### PROBLEM TO SOLVE
Reproduce word for word the part of the Fitch rating notice below, starting with "EEB's ratings reflect" and going on through "aggressive growth strategy.".

--- PROVIDED PASSAGE ---

Fitch Rates Empresa de Energia de Bogota's (EEB) USD112MM Reopening 'BBB-'

CHICAGO--()--Fitch Ratings has assigned a long term rating of 'BBB-' to Empresa de Energia de Bogota's (EEB) senior unsecured debt reopening of USD112 million. The company expects to use the proceeds to finance its capital expenditures program as well as for general corporate purposes.

Key Rating Drivers

EEB's ratings reflect the company's stable cash flow generation and solid business position as well as its moderate leverage and adequate liquidity position. The ratings also take into consideration EEB's reliance on dividends from its subsidiaries to service its debt and the company's aggressive growth strategy.

--- STORED ROWS ---

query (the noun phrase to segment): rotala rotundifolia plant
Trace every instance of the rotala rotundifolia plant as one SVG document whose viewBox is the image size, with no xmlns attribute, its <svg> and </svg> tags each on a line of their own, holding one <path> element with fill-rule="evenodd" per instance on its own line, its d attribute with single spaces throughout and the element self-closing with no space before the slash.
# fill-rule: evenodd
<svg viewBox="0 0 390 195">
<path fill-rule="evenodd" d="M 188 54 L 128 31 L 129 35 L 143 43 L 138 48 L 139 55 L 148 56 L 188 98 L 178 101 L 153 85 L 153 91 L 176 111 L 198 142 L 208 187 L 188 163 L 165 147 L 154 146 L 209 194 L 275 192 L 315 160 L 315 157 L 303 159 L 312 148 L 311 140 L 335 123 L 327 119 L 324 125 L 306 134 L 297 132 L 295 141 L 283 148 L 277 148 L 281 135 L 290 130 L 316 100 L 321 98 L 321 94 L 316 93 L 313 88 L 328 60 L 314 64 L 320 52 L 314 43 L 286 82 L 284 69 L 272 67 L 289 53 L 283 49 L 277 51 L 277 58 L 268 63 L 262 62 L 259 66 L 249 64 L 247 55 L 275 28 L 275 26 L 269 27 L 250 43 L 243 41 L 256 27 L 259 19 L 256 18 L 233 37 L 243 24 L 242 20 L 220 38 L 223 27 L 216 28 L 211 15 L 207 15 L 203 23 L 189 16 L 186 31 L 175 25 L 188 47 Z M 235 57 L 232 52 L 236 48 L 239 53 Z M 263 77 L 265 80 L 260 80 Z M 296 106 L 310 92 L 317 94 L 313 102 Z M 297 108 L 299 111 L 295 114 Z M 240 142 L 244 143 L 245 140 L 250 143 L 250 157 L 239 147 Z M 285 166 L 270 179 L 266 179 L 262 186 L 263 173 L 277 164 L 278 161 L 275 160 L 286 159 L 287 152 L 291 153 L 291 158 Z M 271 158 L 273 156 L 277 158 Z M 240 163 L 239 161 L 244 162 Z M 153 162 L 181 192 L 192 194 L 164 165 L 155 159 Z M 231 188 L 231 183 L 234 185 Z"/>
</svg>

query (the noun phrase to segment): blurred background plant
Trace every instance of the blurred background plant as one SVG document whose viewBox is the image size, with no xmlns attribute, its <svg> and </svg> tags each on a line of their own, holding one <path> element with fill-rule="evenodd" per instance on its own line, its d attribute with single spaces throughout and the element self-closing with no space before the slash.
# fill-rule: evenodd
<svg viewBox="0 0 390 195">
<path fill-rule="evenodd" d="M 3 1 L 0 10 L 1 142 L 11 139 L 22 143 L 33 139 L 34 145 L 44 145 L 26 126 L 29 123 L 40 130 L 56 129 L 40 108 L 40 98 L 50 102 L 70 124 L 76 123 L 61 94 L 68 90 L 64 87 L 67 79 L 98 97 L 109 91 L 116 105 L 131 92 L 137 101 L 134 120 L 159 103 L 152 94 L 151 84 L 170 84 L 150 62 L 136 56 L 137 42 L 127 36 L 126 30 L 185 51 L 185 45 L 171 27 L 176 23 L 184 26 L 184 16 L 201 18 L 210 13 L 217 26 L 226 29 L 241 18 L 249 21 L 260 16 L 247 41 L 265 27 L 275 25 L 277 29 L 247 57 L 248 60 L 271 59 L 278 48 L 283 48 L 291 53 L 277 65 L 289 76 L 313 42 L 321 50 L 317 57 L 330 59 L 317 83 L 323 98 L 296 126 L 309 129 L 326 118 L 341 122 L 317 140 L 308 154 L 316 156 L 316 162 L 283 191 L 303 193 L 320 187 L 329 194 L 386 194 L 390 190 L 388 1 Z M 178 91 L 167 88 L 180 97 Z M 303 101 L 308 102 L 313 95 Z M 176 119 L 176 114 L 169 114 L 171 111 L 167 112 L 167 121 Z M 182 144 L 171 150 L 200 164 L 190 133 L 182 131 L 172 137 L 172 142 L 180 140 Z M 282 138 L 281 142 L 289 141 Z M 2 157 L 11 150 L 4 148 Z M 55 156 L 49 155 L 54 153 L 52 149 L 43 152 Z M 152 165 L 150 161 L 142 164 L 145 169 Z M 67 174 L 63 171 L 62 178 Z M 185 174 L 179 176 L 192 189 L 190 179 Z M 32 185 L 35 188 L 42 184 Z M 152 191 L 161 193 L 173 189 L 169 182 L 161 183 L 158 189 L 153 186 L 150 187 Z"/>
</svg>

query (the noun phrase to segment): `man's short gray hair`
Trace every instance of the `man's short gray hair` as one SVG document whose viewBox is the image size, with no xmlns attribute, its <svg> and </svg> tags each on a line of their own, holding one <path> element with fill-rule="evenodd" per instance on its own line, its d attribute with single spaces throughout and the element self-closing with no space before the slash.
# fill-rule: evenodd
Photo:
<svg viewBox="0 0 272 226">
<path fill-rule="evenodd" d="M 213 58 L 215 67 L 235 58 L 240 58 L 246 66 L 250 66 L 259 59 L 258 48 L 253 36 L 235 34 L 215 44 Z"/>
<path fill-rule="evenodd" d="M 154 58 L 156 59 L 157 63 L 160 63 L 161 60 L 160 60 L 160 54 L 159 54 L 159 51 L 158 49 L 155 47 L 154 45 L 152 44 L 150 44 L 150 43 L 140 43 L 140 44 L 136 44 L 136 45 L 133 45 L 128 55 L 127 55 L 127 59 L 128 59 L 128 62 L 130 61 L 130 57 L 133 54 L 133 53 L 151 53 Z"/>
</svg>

---

### SOLVED PROBLEM
EEB's ratings reflect the company's stable cash flow generation and solid business position as well as its moderate leverage and adequate liquidity position. The ratings also take into consideration EEB's reliance on dividends from its subsidiaries to service its debt and the company's aggressive growth strategy.